** Begin TEXT PROVIDED **

I named my silver boy Beau, because in French Beau means handsome which he certainly is. Also in older times a woman's beau was her boy friend. And third Beau was born on Christmas day, and a bow (different spelling) belongs on top of a Christmas package.


----------



## Karma'sACat (Jun 1, 2010)

I'm really interested to learn my Spoo's name and also who named him (breeder, program or puppy raiser) and why they picked that name. It is killing me to know nothing about him beyond breed and gender.

Dixie came with her name and it fit (Catahoulas are the state dog of Louisiana) and she knew it.
Karma was actually going to be Rosalyn (from Shakespeare) but it didn't fit. While I was feeding her, the name Karma popped in my head and it fit her perfectly.
Lola was Delilah at first but it didn't fit. She showeed up at a time when I was having a lot of trouble dealing with being disabled and she was constantly making me laugh, so my mom suggested Lola because it has LOL in it and it was perfect.
Francine showed up on my favorite grandfather (who passed 6 years ago)'s birthday. His name was Francis and so I named her Francine in honor of him. I believe he sent her to us because she always knows when I'm sick or upset and comes to stay with me.


----------



## Margotsmom (Jun 6, 2010)

Autumn, part of her registered name (Shomars Autumn Wind), who came to me as an adult so I kept the name.

** End TEXT PROVIDED **

[STATED PROBLEM 1] Find every line in the rows that contains the string "sock" and copy each one.
The pet-naming thread and the rows are unrelated, separate material.

** Begin DATA LISTING **

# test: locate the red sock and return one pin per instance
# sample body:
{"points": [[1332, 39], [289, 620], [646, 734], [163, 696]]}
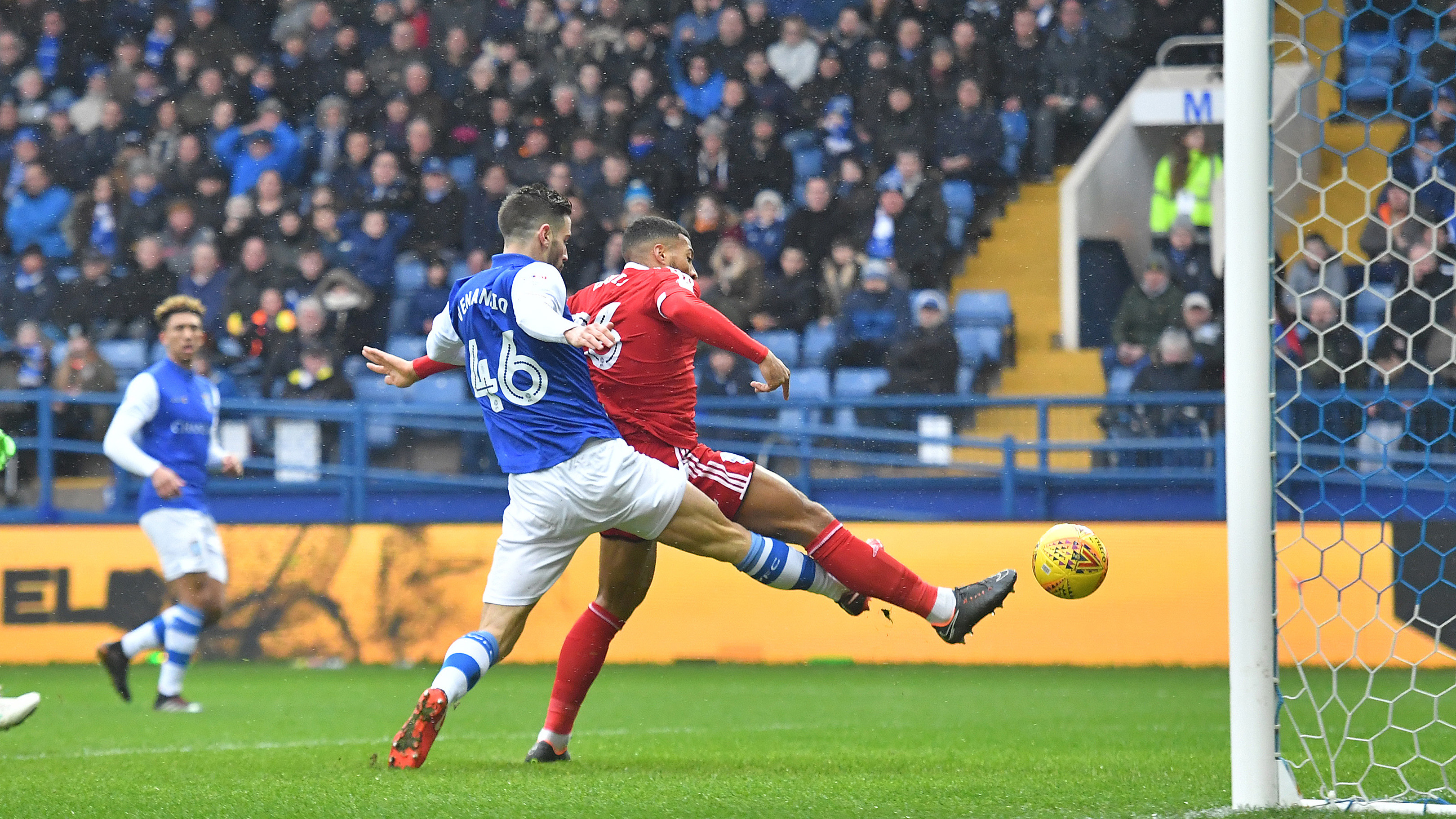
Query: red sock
{"points": [[582, 656], [871, 571]]}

** End DATA LISTING **

[STATED PROBLEM 2] In the pet-naming thread, what name was Karma originally going to be given?

[WORKED SOLUTION 1]
# test: locate the red sock and return one pin per instance
Query: red sock

[WORKED SOLUTION 2] Rosalyn